Copy the records verbatim, starting at the first line and ending at the line that contains "M213 111L227 111L238".

| The records |
[Begin]

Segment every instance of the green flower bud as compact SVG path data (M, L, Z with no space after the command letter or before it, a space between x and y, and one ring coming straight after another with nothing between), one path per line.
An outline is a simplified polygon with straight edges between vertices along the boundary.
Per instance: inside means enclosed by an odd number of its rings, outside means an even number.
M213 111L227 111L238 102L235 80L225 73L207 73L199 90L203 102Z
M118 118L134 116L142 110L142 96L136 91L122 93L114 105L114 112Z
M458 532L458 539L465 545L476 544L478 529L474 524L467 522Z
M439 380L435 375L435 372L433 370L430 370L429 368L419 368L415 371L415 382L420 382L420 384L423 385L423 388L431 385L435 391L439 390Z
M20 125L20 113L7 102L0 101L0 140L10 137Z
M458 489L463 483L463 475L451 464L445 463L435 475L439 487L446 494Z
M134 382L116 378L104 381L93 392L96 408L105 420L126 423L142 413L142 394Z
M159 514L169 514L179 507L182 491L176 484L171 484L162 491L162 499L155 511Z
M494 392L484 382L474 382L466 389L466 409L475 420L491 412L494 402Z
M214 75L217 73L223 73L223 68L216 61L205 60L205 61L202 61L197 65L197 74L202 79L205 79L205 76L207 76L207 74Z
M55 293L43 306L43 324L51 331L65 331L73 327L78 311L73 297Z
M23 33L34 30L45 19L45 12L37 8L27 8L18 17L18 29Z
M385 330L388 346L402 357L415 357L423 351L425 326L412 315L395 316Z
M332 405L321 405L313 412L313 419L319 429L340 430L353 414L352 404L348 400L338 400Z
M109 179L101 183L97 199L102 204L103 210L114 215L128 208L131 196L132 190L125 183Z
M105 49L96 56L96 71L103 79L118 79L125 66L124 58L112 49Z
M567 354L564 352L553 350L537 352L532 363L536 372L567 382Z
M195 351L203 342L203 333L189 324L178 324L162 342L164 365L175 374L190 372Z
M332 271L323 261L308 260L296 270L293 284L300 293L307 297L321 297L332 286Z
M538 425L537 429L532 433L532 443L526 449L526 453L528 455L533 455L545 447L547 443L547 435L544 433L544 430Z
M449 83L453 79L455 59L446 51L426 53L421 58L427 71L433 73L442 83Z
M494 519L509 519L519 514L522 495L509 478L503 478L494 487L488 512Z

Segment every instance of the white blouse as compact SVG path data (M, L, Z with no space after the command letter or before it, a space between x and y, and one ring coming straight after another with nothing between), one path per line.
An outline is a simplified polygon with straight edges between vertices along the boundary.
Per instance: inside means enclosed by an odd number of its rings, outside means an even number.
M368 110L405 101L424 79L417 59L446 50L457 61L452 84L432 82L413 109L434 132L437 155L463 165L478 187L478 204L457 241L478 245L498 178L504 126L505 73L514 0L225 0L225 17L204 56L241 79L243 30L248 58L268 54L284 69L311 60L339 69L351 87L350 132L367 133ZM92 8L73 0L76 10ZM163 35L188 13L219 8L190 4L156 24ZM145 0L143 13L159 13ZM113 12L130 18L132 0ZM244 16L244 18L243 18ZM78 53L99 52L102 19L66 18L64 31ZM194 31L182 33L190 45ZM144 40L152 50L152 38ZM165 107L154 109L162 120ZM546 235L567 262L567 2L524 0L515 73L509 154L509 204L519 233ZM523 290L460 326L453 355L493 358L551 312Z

[End]

| Full answer |
Segment every instance of the green flower bud as compact SVG path data (M, L, Z with no space after the command letter or before it, a space between x and y, and one ring coming straight after another with nothing between), one path per line.
An outline is a simplified polygon with straight edges between vertices along the boundary.
Per instance: inside means enclosed by an odd number of its rings, outside means an even number.
M213 111L227 111L238 102L235 80L225 73L207 73L199 90L203 102Z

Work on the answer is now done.